All the while, the perspectives, attitudes, norms and values of those with more privilege are made neutral. The power dynamics are rendered invisible, because that’s just the way things are, so there’s no point in trying to change any of it. Why are you so angry?  You’re just looking for things to get mad about. You just like being offended. Why can’t you focus on other/more important things? It wasn’t meant that way. You need to hold your tongue until you’ve done x, y and z. Quit taking it personally. You’re ruining everyone’s good time. Stop trying to make everyone pay attention to your pet issue, because it doesn’t affect anyone other than you. Your demands are unreasonable. Stop complaining. Shut up.

And when things don’t go entirely smoothly (which happens often), those not in a position of privilege are often blamed for it: Well, what did you expect, using that tone? You’re the one who brought it up; you’re the one who rocked the boat.

Unfortunately, these tactics are extremely common when it comes folks’ objections against many sorts of media and pop culture critique and/or backlash against critical engagement with cultural works. In other words: These are not new patterns.

I am definitely not saying that everyone has to agree with the critiques that I and others have made regarding Evelyn Evelyn; I am not suggesting that ideological lockstep is a worthy end-goal. What I am saying is that the humanity of marginalized people — those who have traditionally been left out, and who are often on the receiving end of justifications for said exclusion(s) — is not up for debate. The humanity of the participants in this discussion — that of the creators/artists, fans, and those of us who have come forward with critiques — is similarly not up for debate. What I posted, and what I am posting here, was (and is) my take on the matter. I do not, nor do I want to, claim to speak for all PWDs, or all disabled feminists, or all fans of AfP and/or Jason Webley who are also disabled or feminists, or both. We all have our different takes on Evelyn Evelyn and how things have unfolded, and I think it is a good sign that so much discussion has come from this.

_Entries for bounding box labeling_
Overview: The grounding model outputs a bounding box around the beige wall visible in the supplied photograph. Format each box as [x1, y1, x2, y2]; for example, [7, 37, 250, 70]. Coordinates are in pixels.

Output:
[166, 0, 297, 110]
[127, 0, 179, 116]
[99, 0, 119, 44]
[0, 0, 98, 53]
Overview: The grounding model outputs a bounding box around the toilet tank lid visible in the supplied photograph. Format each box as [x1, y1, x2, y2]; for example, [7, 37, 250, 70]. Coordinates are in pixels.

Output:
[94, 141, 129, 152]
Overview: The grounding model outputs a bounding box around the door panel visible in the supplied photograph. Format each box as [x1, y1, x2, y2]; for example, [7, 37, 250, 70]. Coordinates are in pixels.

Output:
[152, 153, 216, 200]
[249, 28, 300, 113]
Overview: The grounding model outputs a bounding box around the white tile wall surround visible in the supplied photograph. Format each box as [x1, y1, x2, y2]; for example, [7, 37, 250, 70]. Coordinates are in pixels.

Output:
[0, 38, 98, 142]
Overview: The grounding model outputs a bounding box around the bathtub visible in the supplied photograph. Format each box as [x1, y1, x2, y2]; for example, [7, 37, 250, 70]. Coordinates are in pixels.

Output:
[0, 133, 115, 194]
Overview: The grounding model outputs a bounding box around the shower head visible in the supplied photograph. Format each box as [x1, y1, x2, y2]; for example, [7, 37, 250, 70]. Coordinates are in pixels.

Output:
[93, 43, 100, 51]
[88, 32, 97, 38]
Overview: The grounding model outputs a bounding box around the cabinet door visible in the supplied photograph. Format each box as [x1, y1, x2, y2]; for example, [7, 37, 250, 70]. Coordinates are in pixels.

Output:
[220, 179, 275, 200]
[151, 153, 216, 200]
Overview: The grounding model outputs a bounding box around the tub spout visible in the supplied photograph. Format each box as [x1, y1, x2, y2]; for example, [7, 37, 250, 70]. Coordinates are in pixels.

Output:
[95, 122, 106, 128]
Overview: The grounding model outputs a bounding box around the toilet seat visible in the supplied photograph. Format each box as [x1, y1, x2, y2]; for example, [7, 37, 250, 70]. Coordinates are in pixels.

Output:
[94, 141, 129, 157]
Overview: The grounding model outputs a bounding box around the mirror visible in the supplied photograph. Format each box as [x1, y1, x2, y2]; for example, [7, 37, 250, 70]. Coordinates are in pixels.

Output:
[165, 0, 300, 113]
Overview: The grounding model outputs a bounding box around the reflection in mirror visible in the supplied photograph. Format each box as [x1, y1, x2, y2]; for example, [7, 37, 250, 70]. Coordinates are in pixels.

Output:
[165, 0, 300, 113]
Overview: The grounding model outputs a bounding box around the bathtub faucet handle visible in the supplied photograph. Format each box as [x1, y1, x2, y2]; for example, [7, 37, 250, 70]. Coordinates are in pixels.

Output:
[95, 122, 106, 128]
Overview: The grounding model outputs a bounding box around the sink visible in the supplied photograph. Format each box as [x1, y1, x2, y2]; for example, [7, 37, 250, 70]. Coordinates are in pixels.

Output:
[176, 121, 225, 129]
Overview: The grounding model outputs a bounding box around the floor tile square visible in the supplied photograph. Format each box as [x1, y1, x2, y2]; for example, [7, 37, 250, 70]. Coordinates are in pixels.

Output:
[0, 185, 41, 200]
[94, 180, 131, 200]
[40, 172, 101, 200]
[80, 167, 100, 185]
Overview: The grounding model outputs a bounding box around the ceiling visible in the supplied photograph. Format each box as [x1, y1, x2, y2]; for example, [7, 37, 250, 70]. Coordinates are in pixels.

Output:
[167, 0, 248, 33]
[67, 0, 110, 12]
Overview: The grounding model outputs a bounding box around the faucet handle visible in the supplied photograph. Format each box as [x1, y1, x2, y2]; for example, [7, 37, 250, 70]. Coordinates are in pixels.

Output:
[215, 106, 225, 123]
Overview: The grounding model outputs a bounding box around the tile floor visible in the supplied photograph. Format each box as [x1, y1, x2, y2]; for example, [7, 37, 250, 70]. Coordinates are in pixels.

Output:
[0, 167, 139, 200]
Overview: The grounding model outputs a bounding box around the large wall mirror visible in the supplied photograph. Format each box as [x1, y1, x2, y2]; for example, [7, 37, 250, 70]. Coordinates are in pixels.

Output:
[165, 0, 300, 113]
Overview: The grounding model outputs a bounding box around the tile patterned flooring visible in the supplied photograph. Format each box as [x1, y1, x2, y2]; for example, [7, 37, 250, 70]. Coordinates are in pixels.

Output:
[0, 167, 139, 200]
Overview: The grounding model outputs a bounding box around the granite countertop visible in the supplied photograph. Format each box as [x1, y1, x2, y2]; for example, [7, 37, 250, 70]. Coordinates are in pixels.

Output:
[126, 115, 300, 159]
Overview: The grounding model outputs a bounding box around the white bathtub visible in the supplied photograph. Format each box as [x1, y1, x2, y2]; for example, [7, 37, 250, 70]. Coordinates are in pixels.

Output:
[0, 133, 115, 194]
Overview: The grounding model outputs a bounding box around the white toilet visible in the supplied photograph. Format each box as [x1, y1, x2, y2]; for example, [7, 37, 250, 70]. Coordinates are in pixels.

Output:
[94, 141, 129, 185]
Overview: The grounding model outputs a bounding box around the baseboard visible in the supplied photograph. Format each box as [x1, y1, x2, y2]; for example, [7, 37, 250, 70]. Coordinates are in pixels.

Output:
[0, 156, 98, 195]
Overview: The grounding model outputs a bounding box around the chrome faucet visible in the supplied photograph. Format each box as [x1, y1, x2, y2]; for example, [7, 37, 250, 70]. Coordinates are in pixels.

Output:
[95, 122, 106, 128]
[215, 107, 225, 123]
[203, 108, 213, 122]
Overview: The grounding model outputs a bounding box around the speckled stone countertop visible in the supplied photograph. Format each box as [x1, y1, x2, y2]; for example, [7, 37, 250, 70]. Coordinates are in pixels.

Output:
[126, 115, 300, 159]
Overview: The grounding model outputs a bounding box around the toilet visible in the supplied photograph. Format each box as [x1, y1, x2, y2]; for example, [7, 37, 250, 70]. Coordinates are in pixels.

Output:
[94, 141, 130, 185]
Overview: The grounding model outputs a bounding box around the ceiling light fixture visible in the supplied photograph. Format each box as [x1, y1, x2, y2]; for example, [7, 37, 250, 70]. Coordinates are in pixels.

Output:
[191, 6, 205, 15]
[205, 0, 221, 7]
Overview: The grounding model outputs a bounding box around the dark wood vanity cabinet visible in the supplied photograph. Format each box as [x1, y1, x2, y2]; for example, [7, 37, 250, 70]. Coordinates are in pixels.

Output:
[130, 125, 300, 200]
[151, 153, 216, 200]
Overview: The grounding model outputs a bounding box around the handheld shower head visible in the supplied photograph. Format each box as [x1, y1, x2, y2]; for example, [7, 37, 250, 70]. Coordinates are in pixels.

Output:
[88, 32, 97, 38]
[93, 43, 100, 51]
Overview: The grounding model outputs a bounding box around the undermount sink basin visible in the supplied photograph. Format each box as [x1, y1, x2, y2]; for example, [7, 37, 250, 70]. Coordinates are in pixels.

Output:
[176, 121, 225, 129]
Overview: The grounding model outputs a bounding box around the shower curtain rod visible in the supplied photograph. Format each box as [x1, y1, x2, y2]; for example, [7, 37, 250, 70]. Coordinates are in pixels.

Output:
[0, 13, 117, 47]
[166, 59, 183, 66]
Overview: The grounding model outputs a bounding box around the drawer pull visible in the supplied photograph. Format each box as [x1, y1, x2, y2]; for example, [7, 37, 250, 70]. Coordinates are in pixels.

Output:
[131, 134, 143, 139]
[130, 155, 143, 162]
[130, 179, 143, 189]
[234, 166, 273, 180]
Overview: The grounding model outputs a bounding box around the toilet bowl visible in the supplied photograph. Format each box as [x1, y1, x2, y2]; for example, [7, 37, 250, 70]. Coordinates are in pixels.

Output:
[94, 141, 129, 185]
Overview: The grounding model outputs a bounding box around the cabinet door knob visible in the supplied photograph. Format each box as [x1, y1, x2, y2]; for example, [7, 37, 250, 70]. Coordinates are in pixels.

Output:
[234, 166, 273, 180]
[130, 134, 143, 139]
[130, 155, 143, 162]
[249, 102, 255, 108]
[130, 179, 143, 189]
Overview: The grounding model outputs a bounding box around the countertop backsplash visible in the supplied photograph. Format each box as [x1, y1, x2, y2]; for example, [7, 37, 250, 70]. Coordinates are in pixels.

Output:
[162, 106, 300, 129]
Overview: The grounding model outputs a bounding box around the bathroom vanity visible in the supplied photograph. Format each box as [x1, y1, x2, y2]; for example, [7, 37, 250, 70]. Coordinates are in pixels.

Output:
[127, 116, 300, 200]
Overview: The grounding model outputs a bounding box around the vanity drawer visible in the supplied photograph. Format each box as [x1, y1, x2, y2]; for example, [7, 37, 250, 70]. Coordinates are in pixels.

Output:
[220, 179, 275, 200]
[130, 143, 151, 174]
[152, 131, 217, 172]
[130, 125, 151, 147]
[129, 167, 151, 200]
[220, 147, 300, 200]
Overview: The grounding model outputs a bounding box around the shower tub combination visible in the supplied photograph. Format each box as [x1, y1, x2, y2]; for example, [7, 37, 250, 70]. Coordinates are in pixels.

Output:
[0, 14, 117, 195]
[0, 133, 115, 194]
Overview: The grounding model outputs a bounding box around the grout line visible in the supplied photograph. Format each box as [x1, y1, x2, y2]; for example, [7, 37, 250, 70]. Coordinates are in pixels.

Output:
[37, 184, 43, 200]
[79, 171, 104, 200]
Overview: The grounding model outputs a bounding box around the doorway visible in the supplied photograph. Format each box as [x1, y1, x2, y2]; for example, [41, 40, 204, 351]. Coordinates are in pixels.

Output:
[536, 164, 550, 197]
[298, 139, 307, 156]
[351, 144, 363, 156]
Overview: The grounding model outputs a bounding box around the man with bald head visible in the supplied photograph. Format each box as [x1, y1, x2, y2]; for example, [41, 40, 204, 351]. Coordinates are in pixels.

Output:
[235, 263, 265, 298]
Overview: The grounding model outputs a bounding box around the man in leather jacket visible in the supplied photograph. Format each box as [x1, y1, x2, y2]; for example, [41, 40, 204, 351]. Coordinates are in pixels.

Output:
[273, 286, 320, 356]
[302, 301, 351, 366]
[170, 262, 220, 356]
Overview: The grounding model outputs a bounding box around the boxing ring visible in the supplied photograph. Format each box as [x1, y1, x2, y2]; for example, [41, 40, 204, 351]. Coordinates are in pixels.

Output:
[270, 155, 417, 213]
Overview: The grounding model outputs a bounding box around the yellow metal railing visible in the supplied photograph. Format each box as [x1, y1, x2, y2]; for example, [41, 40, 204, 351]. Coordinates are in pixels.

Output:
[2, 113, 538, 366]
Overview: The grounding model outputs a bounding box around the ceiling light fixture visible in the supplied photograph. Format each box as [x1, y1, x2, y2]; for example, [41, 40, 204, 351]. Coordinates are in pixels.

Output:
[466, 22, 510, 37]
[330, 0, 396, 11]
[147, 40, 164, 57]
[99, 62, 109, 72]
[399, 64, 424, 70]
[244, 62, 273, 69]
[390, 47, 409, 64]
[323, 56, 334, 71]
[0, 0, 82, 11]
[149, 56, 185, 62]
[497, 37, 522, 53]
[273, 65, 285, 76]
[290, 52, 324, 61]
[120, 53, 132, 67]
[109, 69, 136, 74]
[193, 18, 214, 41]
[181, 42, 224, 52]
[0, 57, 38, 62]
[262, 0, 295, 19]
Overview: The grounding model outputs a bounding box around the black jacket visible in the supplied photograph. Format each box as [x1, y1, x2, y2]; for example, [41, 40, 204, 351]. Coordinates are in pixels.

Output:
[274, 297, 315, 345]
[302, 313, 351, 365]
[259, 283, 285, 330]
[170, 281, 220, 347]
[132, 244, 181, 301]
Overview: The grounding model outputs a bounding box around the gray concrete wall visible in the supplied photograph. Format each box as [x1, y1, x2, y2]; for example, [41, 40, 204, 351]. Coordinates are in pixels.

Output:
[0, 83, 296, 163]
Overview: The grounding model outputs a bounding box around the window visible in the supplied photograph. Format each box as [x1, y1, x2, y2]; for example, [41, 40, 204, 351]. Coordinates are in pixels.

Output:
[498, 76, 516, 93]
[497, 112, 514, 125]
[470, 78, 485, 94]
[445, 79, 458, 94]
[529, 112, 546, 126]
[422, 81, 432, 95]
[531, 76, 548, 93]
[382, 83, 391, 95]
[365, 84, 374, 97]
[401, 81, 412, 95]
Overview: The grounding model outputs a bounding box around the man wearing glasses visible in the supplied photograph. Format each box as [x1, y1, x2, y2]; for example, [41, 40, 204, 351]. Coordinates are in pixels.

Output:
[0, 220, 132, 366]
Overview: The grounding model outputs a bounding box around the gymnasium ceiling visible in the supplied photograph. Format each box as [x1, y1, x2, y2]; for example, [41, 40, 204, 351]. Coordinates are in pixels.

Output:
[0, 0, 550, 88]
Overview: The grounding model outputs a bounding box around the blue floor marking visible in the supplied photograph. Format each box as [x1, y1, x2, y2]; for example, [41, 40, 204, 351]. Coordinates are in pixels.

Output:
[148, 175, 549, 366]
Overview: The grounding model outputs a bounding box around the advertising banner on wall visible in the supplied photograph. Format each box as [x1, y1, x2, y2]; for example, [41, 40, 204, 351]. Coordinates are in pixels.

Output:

_Set exercise A_
Can you output the passage on privilege and critique word for word, in full?
_Set exercise B_
Can you give the lines of the records, from the very first one through the line containing "[94, 141, 129, 152]", as a JSON list of strings with one string per line and blank lines left out? Include both end lines and only those lines.
The records have no connection to the passage.

_Expected output A_
All the while, the perspectives, attitudes, norms and values of those with more privilege are made neutral. The power dynamics are rendered invisible, because that’s just the way things are, so there’s no point in trying to change any of it. Why are you so angry?  You’re just looking for things to get mad about. You just like being offended. Why can’t you focus on other/more important things? It wasn’t meant that way. You need to hold your tongue until you’ve done x, y and z. Quit taking it personally. You’re ruining everyone’s good time. Stop trying to make everyone pay attention to your pet issue, because it doesn’t affect anyone other than you. Your demands are unreasonable. Stop complaining. Shut up.

And when things don’t go entirely smoothly (which happens often), those not in a position of privilege are often blamed for it: Well, what did you expect, using that tone? You’re the one who brought it up; you’re the one who rocked the boat.

Unfortunately, these tactics are extremely common when it comes folks’ objections against many sorts of media and pop culture critique and/or backlash against critical engagement with cultural works. In other words: These are not new patterns.

I am definitely not saying that everyone has to agree with the critiques that I and others have made regarding Evelyn Evelyn; I am not suggesting that ideological lockstep is a worthy end-goal. What I am saying is that the humanity of marginalized people — those who have traditionally been left out, and who are often on the receiving end of justifications for said exclusion(s) — is not up for debate. The humanity of the participants in this discussion — that of the creators/artists, fans, and those of us who have come forward with critiques — is similarly not up for debate. What I posted, and what I am posting here, was (and is) my take on the matter. I do not, nor do I want to, claim to speak for all PWDs, or all disabled feminists, or all fans of AfP and/or Jason Webley who are also disabled or feminists, or both. We all have our different takes on Evelyn Evelyn and how things have unfolded, and I think it is a good sign that so much discussion has come from this.

_Expected output B_
[
  "Overview: The grounding model outputs a bounding box around the beige wall visible in the supplied photograph. Format each box as [x1, y1, x2, y2]; for example, [7, 37, 250, 70]. Coordinates are in pixels.",
  "Output:",
  "[166, 0, 297, 110]",
  "[127, 0, 179, 116]",
  "[99, 0, 119, 44]",
  "[0, 0, 98, 53]",
  "Overview: The grounding model outputs a bounding box around the toilet tank lid visible in the supplied photograph. Format each box as [x1, y1, x2, y2]; for example, [7, 37, 250, 70]. Coordinates are in pixels.",
  "Output:",
  "[94, 141, 129, 152]"
]